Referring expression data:
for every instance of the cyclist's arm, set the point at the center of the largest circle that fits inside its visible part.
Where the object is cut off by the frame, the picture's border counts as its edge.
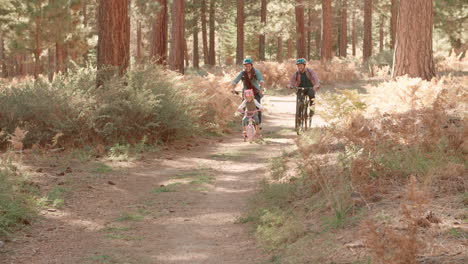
(257, 104)
(292, 81)
(241, 106)
(236, 80)
(316, 80)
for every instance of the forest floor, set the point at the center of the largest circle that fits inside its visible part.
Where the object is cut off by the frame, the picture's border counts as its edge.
(180, 205)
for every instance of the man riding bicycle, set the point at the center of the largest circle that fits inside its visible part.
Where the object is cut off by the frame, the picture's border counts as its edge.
(305, 77)
(253, 80)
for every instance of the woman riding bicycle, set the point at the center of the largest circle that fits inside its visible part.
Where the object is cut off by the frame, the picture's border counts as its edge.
(305, 77)
(249, 108)
(253, 80)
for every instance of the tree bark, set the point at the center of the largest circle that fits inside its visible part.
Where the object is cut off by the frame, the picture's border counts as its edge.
(309, 32)
(85, 24)
(196, 55)
(59, 57)
(50, 65)
(354, 35)
(344, 29)
(177, 32)
(413, 47)
(279, 56)
(393, 23)
(381, 35)
(159, 35)
(138, 55)
(326, 51)
(38, 48)
(204, 34)
(290, 48)
(262, 38)
(2, 56)
(240, 32)
(300, 28)
(367, 44)
(113, 50)
(212, 52)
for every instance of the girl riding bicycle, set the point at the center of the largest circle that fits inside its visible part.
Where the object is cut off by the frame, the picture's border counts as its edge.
(250, 104)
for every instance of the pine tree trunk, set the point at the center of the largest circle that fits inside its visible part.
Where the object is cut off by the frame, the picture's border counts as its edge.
(240, 32)
(113, 50)
(318, 41)
(354, 35)
(326, 51)
(290, 48)
(413, 47)
(196, 55)
(85, 24)
(393, 23)
(279, 56)
(204, 34)
(2, 56)
(159, 35)
(300, 28)
(59, 58)
(187, 56)
(139, 55)
(38, 48)
(262, 39)
(212, 52)
(176, 62)
(344, 29)
(367, 45)
(50, 71)
(381, 36)
(309, 33)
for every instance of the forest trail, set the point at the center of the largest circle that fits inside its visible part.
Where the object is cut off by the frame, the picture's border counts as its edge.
(179, 207)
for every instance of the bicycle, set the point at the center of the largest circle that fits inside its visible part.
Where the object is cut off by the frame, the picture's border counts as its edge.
(251, 129)
(304, 111)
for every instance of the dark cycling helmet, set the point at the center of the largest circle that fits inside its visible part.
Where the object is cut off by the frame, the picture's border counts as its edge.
(300, 61)
(248, 61)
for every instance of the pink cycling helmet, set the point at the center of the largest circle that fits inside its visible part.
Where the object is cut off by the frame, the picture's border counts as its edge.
(248, 93)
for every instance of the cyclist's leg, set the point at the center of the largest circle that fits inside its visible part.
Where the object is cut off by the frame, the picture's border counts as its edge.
(259, 98)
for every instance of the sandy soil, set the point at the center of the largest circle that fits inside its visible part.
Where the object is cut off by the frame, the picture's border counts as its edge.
(178, 206)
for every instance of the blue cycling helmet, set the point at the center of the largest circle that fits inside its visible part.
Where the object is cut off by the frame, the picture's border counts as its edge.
(248, 61)
(301, 61)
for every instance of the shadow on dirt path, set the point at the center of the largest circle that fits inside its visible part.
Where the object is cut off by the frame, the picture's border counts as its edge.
(180, 208)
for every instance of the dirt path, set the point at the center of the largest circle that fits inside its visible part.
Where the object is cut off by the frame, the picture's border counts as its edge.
(177, 208)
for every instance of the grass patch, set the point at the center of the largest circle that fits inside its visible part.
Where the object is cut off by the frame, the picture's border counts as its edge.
(101, 168)
(166, 188)
(16, 206)
(55, 197)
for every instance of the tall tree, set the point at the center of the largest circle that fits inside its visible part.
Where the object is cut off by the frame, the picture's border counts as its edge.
(381, 33)
(212, 52)
(240, 32)
(413, 48)
(367, 44)
(393, 22)
(344, 28)
(261, 40)
(177, 34)
(279, 56)
(113, 50)
(196, 55)
(300, 28)
(353, 34)
(326, 50)
(159, 34)
(204, 34)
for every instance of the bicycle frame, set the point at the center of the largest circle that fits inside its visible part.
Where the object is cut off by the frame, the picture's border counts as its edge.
(303, 113)
(251, 129)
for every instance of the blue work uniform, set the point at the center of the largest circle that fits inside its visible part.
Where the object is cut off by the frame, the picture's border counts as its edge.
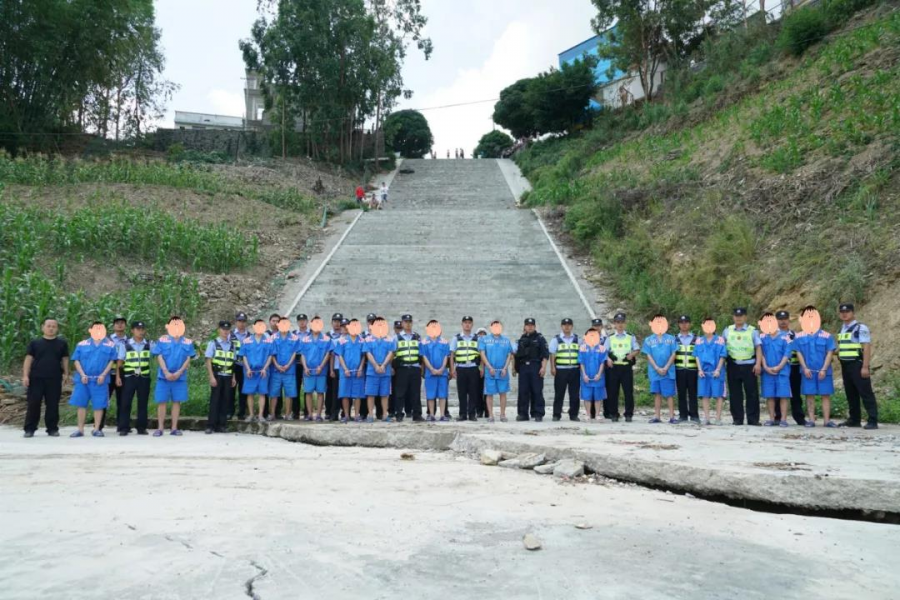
(352, 351)
(379, 384)
(93, 357)
(776, 348)
(284, 347)
(814, 347)
(497, 349)
(174, 352)
(591, 359)
(315, 349)
(661, 348)
(708, 352)
(436, 350)
(257, 352)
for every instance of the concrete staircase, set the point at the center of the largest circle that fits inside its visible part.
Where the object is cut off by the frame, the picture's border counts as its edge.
(450, 242)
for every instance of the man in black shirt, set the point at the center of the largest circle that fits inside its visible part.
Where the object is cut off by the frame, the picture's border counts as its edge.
(46, 365)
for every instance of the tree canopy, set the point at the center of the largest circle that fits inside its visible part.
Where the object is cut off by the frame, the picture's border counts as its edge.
(407, 132)
(492, 145)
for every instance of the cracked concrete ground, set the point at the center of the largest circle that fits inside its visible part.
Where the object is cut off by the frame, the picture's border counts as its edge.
(233, 515)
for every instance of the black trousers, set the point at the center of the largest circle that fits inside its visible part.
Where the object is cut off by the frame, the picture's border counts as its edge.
(857, 387)
(43, 390)
(220, 398)
(566, 379)
(531, 389)
(131, 386)
(408, 395)
(686, 382)
(468, 389)
(743, 383)
(619, 377)
(796, 399)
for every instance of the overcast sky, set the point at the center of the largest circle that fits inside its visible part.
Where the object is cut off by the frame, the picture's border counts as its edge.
(480, 47)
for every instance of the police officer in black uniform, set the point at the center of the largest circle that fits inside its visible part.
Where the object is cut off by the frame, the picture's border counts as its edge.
(532, 354)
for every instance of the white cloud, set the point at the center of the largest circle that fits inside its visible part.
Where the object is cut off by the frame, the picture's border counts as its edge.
(224, 102)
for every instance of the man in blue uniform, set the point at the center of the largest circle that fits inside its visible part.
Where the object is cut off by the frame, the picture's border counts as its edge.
(744, 366)
(623, 351)
(660, 350)
(256, 356)
(283, 380)
(814, 350)
(220, 357)
(315, 350)
(855, 354)
(349, 362)
(408, 395)
(784, 330)
(173, 354)
(134, 371)
(93, 360)
(435, 351)
(686, 372)
(531, 364)
(591, 367)
(238, 335)
(465, 366)
(379, 355)
(564, 349)
(497, 353)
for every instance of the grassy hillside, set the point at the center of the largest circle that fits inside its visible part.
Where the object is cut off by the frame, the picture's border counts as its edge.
(762, 179)
(148, 238)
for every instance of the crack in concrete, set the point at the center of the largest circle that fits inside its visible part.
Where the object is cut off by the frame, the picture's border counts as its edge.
(250, 583)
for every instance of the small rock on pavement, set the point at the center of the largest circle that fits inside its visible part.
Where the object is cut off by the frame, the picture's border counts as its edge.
(531, 542)
(569, 468)
(531, 460)
(545, 469)
(491, 457)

What the exercise asks
Take each line from the records and copy it unchanged, leaving images out.

Problem solution
for every instance of the cyclist's arm, set the point at the center of the largest circle that fits inside its visible part.
Where the object is cut off by the frame, the picture's border counts as its edge.
(257, 104)
(292, 81)
(241, 106)
(236, 80)
(316, 80)
for every instance of the forest floor, set the point at the center of the largest circle that fits inside its visible part.
Where the object is cut off by the frame, the picture's border counts as its edge.
(180, 205)
for every instance of the man riding bicycle, set the point at the center of the largest circle that fits inside its visible part.
Where the object is cut off by the frame, the picture's border counts as its edge.
(305, 77)
(253, 80)
for every instance of the woman riding bicycle, set the point at the center of the largest circle that fits inside its visible part.
Where the object is cut off by the frame, the picture's border counts as its edge.
(305, 77)
(249, 108)
(253, 80)
for every instance of the tree bark, set the point at the center of the largest circle that fits inside its visible part.
Where the object is cut off by the frame, the picture's border counts as its edge.
(309, 32)
(85, 24)
(196, 55)
(59, 57)
(50, 65)
(354, 35)
(344, 29)
(177, 32)
(413, 47)
(279, 56)
(393, 23)
(381, 35)
(159, 35)
(138, 55)
(326, 51)
(38, 48)
(204, 34)
(290, 48)
(262, 38)
(2, 56)
(240, 32)
(300, 28)
(367, 44)
(113, 50)
(212, 52)
for every instance of the girl riding bicycle, set the point at the center of the largest circle that fits inside its visible part.
Where the object is cut off by the frame, the picture's border counts as its edge.
(250, 104)
for every instance of the pine tree trunk, set the point at the center of the largest circle that fits inside its visible part.
Where the object is cut off by the frame, the picture's border counts as its edge.
(240, 32)
(113, 50)
(318, 41)
(354, 35)
(326, 51)
(290, 48)
(413, 47)
(196, 55)
(85, 24)
(393, 23)
(279, 56)
(204, 34)
(2, 56)
(159, 35)
(300, 28)
(59, 58)
(187, 56)
(139, 55)
(38, 48)
(262, 39)
(212, 52)
(176, 62)
(344, 29)
(367, 45)
(50, 71)
(381, 36)
(309, 33)
for every instance of the forest trail, set the point at the center of the largest circle that fits inside its visible part.
Where the object is cut off by the frame, the picture's border counts as its edge.
(179, 207)
for every instance of the bicycle, set the point at the center of the largest circle that fits inside its visible part.
Where the object is cut off by the frame, the picture's border counts as its edge.
(251, 129)
(304, 111)
for every instance of the dark cycling helmet, set the point at the center of the largest circle that fits inside its visible part.
Where the object is cut off by the frame, the picture's border counts as its edge.
(300, 61)
(248, 61)
for every instance of the pink cycling helmet, set the point at the center of the largest circle that fits inside its visible part.
Where the object is cut off by the frame, the picture's border counts as its edge.
(248, 93)
for every instance of the cyclist's leg, set the point at the center of the largest circle that fits inside its visible part.
Where the object is cut off by the frame, the picture's border counts as its edge.
(259, 98)
for every instance of the sandy soil, set the point at the center of the largest circle that fits inside its visible part.
Where the object is cut off by the frame, the picture's border counts as its edge.
(178, 206)
for every instance of the blue cycling helmet, set the point at the center of the largest circle that fits inside its visible part.
Where the object is cut off by the frame, the picture's border counts as its edge.
(248, 61)
(301, 61)
for every instance of the shadow on dirt path, set the point at the center of the largest circle that fits inside its visible part.
Where the object is cut off by the frame, the picture's border counts as its edge.
(180, 208)
for every instance of the dirt path, set the point at the center of the largest circle that fits inside its visible part.
Where the object is cut off by the frame, the picture's border counts as its edge.
(177, 208)
for every instance of the grass patch, set the point at the center of the largest circle that fits inside its visible part.
Where the object is cut off by the frame, the picture's border counts as its edge.
(101, 168)
(166, 188)
(16, 206)
(55, 197)
for every instance of the tall tree, set the point at the center of the largest circle that fits inside its visible part.
Where the object is cut off by the frame, the picture's border counts as its edge.
(381, 33)
(212, 52)
(240, 32)
(413, 48)
(367, 44)
(393, 22)
(344, 28)
(261, 40)
(177, 34)
(279, 56)
(113, 50)
(196, 55)
(300, 28)
(353, 34)
(326, 50)
(159, 34)
(204, 34)
for every instance of the bicycle frame, set the point at the center of the largest circle that fits inside its visible part.
Where the object is cut off by the frame, the picture's border counts as its edge.
(303, 113)
(251, 129)
for every instance of the blue work uniform, set the point at the center of the largest circle that fits inside its visible part.
Where the object is cut off by the frame, the picture's border counts as its edge.
(352, 351)
(379, 384)
(93, 357)
(776, 348)
(284, 347)
(814, 347)
(497, 349)
(174, 352)
(591, 359)
(315, 349)
(661, 348)
(708, 352)
(436, 350)
(257, 352)
for every instance of the concrete staircase, set the point at the center of the largest circle that fits inside its visible part.
Where the object is cut off by the frame, the picture's border counts as its edge.
(450, 242)
for every instance of the man in black shirt, set the point at the center of the largest circle that fits inside its visible part.
Where the object is cut off by the frame, the picture's border counts as its edge.
(46, 365)
for every instance of the tree canopy, set the point at the center of the largest circle that fits inside its visible part.
Where the object is cut off by the frame, the picture's border counts as its edge.
(407, 132)
(492, 145)
for every instance of the cracked concrete ground, set the point at the center of the largest circle that fits inside its visible part.
Where the object is cut off by the frame, the picture's border counts as its edge.
(233, 515)
for every instance of the black trousers, set the point at the center of the largest circle that fits inside its visible part.
Where the object is cut off by the frame, the picture's border counts as its edge.
(857, 387)
(43, 390)
(220, 398)
(566, 379)
(531, 389)
(131, 386)
(408, 395)
(686, 382)
(468, 389)
(743, 383)
(619, 377)
(796, 399)
for every instance of the overcast sky, set the point at the center of the largest circle that fits inside its visible part.
Where the object is cut off by the frame, the picture's border counts as its edge.
(480, 47)
for every instance of the police officer in black uniform, set the point at the center of the largest circle that fits inside its visible part.
Where the object is cut off by the frame, the picture's border counts as its edge.
(532, 354)
for every instance of the white cloud, set the point at the center of the largest circle that fits inside its visible part.
Where the object is cut off by the frame, the picture's border counts as its edge.
(224, 102)
for every instance of the man in blue uniform, set the point at the center of the largest circle that fits inside its visible part.
Where the object is cut off by the frame, the picture's border counts as its edge.
(744, 366)
(623, 351)
(660, 350)
(256, 356)
(283, 380)
(814, 350)
(220, 357)
(315, 350)
(855, 354)
(349, 362)
(408, 395)
(784, 330)
(173, 354)
(134, 371)
(93, 360)
(435, 351)
(686, 372)
(531, 364)
(591, 367)
(238, 335)
(465, 366)
(379, 355)
(564, 349)
(497, 353)
for every instance of the grassy hillside, set the point at the center of the largest circle that fits inside its visible part.
Where the object is cut off by the frame, the picture's border counts as its edge.
(762, 179)
(148, 238)
for every instance of the crack in concrete, set the point at the center of the largest circle that fits inside its visible part.
Where the object is cut off by the frame, the picture's border counts as its edge.
(250, 583)
for every instance of the small rock on pavement, set the point at the center of the largest circle that fits inside its visible part.
Where the object is cut off by the frame, the picture's border counts as its edge.
(531, 542)
(569, 468)
(531, 460)
(545, 469)
(491, 457)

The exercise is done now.